- Source excerpt -
+ + + + + + +
Akron Summit Assault was an American soccer team based in Akron, Ohio, United States. Founded in 2010, they played their only season in the USL Premier Development League (PDL), the fourth tier of the American Soccer Pyramid, in the Great Lakes Division of the Central Conference.

The team played the majority of its home games in the stadium at St. Vincent-St. Mary High School, with selected games being held at Lee Jackson Field on the campus of the University of Akron. The team's colors were orange, lime green, and white.

History
Akron Summit Assault was announced as a USL Premier Development League expansion franchise on February 23, 2011, as an unofficial replacement for the Cleveland Internationals franchise which folded at the end of 2010. They played their first competitive game on May 14, 2011, in a 2-0 loss to Chicago Fire Premier. The first goal in franchise history was scored by Michael O'Neill in their next game, a 2-2 tie with the Cincinnati Kings. On Sunday, July 24, 2011, the Akron played their final game, a 1-4 loss against the Chicago Fire U-23 finishing the season with a 5-8-3 record. The Akron Summit Assault folded after the 2011 season for undisclosed reasons. Although it is generally understood that the reason was financial distress.
+ + + + + + +
- Provided material -
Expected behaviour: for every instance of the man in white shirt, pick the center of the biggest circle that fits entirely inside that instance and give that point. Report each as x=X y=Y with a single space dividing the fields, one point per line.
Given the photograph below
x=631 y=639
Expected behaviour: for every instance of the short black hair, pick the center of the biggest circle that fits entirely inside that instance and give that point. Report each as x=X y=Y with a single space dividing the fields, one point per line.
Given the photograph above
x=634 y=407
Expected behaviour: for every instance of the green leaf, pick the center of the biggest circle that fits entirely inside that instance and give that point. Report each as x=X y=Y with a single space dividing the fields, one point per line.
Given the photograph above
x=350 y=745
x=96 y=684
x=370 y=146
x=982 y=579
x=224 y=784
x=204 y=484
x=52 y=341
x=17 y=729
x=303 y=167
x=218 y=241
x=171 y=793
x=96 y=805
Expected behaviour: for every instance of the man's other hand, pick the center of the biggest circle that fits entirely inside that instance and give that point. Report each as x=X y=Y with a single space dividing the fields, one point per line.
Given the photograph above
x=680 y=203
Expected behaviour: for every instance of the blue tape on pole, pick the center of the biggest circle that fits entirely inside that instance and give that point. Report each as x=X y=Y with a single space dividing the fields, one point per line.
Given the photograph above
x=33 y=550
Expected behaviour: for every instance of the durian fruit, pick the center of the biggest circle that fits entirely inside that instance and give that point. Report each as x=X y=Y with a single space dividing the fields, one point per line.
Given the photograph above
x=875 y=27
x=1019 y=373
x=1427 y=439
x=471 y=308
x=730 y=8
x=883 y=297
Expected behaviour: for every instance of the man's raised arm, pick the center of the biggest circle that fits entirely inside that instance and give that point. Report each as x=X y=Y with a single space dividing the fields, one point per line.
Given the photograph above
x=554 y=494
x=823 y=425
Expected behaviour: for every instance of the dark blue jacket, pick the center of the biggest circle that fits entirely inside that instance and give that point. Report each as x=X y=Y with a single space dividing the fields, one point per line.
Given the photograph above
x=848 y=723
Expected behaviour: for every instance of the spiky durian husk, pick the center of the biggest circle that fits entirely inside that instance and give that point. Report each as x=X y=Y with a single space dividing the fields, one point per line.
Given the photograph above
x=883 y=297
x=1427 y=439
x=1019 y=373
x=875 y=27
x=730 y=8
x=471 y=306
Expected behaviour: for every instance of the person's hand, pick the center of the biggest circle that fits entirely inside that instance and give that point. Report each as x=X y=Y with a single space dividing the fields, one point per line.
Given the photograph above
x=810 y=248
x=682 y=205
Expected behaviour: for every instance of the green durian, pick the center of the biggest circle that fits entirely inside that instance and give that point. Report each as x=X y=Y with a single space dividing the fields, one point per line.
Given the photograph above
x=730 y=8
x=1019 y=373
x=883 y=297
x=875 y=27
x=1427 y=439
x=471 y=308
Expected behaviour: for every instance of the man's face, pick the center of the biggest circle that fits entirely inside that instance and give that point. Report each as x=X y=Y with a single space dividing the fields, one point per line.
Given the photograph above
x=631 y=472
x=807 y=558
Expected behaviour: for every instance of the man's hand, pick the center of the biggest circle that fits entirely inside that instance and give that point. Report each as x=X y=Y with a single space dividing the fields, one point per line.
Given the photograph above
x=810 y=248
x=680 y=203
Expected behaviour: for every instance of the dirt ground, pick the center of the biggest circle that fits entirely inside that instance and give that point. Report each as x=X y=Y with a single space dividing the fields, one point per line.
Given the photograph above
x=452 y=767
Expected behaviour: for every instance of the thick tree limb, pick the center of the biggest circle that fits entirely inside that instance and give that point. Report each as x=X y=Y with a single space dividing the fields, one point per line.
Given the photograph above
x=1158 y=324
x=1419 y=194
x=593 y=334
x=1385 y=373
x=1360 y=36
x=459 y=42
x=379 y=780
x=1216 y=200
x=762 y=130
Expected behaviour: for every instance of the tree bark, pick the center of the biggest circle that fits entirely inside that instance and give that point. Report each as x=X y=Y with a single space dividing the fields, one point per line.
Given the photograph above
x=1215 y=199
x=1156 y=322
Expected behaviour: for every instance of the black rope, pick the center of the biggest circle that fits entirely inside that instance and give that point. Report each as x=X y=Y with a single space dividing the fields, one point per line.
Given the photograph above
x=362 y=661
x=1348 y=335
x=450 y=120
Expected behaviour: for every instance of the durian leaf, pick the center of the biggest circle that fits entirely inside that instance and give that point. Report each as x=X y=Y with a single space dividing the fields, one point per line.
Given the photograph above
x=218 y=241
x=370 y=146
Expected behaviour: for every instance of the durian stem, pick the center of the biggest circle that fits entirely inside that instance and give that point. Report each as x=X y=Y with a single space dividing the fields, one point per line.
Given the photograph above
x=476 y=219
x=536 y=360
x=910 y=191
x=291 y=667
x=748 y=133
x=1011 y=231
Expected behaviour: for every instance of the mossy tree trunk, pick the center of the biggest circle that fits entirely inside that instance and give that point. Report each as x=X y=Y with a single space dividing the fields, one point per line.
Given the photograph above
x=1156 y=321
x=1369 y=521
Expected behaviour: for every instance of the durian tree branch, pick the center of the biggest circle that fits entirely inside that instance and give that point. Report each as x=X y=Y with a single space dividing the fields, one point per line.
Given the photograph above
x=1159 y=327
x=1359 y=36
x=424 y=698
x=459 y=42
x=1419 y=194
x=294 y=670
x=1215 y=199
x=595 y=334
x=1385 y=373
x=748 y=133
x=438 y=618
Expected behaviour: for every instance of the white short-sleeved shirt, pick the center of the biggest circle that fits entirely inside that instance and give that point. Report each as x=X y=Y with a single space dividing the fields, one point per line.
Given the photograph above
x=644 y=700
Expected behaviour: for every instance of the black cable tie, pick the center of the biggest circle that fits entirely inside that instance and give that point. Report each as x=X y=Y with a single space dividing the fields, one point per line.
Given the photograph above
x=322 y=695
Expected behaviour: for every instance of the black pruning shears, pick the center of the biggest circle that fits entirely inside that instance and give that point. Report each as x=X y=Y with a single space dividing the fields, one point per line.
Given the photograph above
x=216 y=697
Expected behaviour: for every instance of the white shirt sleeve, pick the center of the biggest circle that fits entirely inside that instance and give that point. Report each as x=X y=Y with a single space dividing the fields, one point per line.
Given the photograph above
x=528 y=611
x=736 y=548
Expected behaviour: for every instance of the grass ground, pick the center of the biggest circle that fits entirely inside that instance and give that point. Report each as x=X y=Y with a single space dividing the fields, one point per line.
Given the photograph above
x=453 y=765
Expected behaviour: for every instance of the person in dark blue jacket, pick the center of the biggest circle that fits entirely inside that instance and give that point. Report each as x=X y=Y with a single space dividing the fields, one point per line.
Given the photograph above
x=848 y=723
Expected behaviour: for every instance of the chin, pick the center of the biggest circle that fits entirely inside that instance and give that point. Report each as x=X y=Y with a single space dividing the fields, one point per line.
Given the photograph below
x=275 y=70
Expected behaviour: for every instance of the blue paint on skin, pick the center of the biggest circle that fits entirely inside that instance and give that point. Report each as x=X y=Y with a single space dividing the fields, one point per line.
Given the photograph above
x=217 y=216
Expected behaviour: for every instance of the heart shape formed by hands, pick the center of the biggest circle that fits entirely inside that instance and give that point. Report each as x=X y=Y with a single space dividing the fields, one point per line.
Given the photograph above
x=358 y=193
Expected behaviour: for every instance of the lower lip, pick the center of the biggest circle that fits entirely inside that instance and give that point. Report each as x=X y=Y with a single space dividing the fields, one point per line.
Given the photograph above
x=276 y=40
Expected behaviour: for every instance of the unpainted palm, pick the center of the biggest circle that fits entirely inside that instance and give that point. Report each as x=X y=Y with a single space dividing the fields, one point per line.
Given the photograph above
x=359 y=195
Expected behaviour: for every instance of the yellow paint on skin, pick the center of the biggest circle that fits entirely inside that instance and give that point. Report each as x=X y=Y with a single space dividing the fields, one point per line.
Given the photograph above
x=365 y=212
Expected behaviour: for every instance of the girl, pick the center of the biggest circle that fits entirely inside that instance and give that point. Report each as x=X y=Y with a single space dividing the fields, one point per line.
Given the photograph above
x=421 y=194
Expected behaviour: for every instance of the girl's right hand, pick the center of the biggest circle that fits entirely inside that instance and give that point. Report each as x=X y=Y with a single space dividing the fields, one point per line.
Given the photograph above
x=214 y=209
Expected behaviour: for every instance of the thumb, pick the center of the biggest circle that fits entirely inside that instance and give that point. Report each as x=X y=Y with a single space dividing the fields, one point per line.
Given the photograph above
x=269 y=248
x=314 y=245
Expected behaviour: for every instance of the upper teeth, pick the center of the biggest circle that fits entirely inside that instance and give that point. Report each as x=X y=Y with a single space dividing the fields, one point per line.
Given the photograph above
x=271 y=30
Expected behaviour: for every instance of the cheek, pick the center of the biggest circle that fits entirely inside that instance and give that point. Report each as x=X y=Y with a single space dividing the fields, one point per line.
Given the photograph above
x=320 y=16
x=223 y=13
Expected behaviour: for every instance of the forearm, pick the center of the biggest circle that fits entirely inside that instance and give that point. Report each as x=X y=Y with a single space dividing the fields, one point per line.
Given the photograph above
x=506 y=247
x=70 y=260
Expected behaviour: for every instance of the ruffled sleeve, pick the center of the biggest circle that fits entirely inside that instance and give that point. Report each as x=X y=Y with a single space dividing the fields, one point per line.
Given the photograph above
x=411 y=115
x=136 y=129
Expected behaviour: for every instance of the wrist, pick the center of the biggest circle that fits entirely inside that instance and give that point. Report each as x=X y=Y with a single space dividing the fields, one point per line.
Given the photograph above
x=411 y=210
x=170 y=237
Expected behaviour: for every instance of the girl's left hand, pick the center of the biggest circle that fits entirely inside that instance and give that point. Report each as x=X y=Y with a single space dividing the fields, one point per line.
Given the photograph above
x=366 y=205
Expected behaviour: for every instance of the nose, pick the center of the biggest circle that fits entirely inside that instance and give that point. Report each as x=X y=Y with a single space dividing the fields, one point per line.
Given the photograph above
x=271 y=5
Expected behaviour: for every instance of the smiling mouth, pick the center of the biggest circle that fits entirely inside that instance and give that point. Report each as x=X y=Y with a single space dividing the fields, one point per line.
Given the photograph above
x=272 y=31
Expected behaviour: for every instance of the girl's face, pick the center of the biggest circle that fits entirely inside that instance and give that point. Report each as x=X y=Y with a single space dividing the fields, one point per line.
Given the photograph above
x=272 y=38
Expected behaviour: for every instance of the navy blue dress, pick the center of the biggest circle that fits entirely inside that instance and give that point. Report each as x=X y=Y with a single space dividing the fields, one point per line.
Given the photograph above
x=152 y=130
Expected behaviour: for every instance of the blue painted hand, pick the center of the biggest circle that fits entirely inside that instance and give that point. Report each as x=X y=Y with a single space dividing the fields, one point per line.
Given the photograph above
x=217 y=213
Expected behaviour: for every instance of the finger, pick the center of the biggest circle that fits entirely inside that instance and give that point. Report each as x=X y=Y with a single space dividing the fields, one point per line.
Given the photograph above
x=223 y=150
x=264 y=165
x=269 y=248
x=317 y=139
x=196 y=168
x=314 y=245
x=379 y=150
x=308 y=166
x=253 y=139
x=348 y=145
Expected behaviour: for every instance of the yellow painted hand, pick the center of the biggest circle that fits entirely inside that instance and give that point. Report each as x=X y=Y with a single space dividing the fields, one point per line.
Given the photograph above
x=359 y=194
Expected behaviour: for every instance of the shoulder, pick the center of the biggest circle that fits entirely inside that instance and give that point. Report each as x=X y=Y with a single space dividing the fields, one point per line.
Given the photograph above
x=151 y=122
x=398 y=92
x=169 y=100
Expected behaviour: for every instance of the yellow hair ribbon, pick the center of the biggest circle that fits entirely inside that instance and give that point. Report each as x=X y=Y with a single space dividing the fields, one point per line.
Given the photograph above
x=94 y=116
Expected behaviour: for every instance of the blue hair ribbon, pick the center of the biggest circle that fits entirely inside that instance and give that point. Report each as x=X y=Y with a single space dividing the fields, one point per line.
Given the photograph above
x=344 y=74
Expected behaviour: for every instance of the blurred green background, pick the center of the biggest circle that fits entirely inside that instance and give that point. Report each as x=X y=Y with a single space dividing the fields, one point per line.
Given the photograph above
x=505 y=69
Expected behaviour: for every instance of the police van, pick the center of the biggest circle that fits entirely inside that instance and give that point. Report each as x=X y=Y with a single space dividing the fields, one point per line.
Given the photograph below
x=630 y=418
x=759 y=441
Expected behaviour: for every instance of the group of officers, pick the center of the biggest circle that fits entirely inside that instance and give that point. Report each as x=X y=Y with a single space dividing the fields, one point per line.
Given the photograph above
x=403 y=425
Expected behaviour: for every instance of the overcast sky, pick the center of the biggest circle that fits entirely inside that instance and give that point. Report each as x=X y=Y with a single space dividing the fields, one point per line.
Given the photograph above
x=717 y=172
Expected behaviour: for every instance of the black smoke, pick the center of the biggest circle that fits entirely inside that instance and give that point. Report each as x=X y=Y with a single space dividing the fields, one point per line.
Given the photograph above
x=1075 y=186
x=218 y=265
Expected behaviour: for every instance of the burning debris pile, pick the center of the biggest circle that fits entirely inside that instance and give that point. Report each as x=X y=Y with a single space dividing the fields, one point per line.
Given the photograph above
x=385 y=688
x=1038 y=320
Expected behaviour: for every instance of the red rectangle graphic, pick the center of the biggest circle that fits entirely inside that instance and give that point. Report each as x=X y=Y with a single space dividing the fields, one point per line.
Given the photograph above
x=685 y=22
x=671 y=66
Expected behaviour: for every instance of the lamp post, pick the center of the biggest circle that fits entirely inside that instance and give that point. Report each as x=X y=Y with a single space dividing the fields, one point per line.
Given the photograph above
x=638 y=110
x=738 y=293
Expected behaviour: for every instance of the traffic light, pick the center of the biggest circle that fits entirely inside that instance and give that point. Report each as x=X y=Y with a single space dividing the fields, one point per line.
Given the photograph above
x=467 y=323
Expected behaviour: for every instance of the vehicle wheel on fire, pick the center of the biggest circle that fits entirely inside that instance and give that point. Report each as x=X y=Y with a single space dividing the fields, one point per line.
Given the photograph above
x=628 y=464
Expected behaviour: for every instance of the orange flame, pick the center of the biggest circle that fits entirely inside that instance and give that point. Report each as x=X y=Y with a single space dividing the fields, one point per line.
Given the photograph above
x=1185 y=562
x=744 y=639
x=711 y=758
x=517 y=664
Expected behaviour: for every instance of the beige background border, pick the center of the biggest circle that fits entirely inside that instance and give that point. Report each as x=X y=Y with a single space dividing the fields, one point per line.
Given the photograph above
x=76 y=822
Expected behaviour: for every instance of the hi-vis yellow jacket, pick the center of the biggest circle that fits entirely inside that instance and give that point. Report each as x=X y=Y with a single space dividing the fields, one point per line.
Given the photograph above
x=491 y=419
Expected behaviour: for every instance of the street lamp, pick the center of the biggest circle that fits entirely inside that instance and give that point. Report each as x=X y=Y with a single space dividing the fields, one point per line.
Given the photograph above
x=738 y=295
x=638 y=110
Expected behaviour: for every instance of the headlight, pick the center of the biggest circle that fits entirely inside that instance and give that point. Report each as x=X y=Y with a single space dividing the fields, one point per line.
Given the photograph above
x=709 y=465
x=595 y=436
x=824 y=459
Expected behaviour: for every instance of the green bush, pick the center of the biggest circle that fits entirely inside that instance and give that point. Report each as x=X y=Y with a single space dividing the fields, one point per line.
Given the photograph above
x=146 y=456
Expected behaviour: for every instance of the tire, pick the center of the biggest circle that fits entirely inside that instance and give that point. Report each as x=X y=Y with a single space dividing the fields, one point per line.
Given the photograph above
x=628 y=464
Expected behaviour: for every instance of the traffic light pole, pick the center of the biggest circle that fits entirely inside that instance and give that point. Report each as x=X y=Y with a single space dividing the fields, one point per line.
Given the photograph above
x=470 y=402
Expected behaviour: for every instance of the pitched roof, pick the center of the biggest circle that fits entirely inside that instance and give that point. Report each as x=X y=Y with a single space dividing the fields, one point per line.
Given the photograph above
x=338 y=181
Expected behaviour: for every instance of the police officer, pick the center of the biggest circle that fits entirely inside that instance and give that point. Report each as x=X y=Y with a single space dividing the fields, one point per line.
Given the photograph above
+ + + + + + +
- Required tasks -
**1)** Summarize the passage on Akron Summit Assault in two sentences.
**2)** Decide whether each statement agrees with the passage on Akron Summit Assault, answering yes or no and quoting the words that settle it: (a) The team's colors included orange. (b) The team won its first competitive game. (c) Michael O'Neill scored the first goal in franchise history.
**3)** Repeat word for word the part of the passage on Akron Summit Assault starting with "The team played" and going on through "green, and white.".
The records have no connection to the text about Akron Summit Assault.

- Task results -
**1)** Akron Summit Assault was an American soccer team based in Akron, Ohio, that played a single season in the USL Premier Development League, holding most home games at the stadium at St. Vincent-St. Mary High School. Announced as an expansion franchise on February 23, 2011, the team finished that season with a 5-8-3 record and then folded for undisclosed reasons.

**2)**
(a) Yes: "The team's colors were orange, lime green, and white."
(b) No: "They played their first competitive game on May 14, 2011, in a 2-0 loss to Chicago Fire Premier."
(c) Yes: "The first goal in franchise history was scored by Michael O'Neill"

**3)**
The team played the majority of its home games in the stadium at St. Vincent-St. Mary High School, with selected games being held at Lee Jackson Field on the campus of the University of Akron. The team's colors were orange, lime green, and white.